Amid the chaos of the ongoing Coronavirus outbreak, health experts have warned that adults with underlying conditions such as hypertension, diabetes, cardiovascular disease, chronic respiratory disease, and cancer are at highest risk for novel Coronavirus.
In India, where prevalence of hypertension is as high as 30 percent, physicians agree that there is a need for caution.
“People with hypertension are indeed at the higher risk of catching the Coronavirus (COVID-19),” said Dr Yash Paul Sharma, Professor and Head, Department of Cardiology, PGIMER.
Highlighting the data from a global research, Dr Sharma noted that Covid-19 patients with hypertension had fatality rate of 8.4 percent to 13.2 percent in those with cardiovascular disease, 9.2 percent with diabetes, 8 percent with chronic respiratory disease and 7.6 percent with cancer.
World Health Organisation (WHO) and Center for Disease Control and Prevention (CDC) have issued special warnings to safeguard those with chronic health conditions.
Also, a recent report in the China Daily stated that 50 percent of the 170 patients, who died in Wuhan in January, had hypertension or other NCDs (non-communicable diseases). Although such claims are yet to be clinically substantiated, a WHO-China joint mission on the COVID 19 outbreak has revealed similar findings. Top doctors from Wuhan, the ground zero of COVID-19 have also corroborated that almost 50 percent of those dying from the disease were hypertensive, said health experts.
With at least 35.7 percent people in Punjab suffering from raised blood pressure and a large majority unaware of their condition, screening and precautions to safeguard from the ongoing epidemic is more urgent than ever, the health experts say.
§ §
### Brief 1
Sum up the text on hypertension and the coronavirus in two sentences.
### Brief 2
According to the text on hypertension and the coronavirus, why are screening and precautions in Punjab more urgent than ever? Answer in one or two sentences.
### Brief 3
For each statement, say whether it agrees with the text on hypertension and the coronavirus. Give yes or no and quote the deciding words from the text.
(a) WHO and CDC have put out special warnings to protect people with chronic health conditions.
(b) The China Daily claims about patients who died in Wuhan have been clinically confirmed.
(c) Most people in Punjab with raised blood pressure know about their condition.

[Region pointing data]
§ §
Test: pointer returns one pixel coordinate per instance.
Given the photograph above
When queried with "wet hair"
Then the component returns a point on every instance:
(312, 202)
§ §
### Task solution 1
Health experts warn that adults with conditions such as hypertension, diabetes, heart disease, chronic lung disease, and cancer face the highest risk from the novel coronavirus, and doctors in India, where up to 30 percent of people have hypertension, urge caution. Reports from Wuhan point to high rates of hypertension among those who died, and experts say screening and precautions are urgent in Punjab, where at least 35.7 percent of people have raised blood pressure.

### Task solution 2
At least 35.7 percent of people in Punjab have raised blood pressure, and a large majority don't know they have it. That puts many people at higher risk during the epidemic.

### Task solution 3
(a) Yes: "have issued special warnings to safeguard those with chronic health conditions"
(b) No: "such claims are yet to be clinically substantiated"
(c) No: "a large majority unaware of their condition"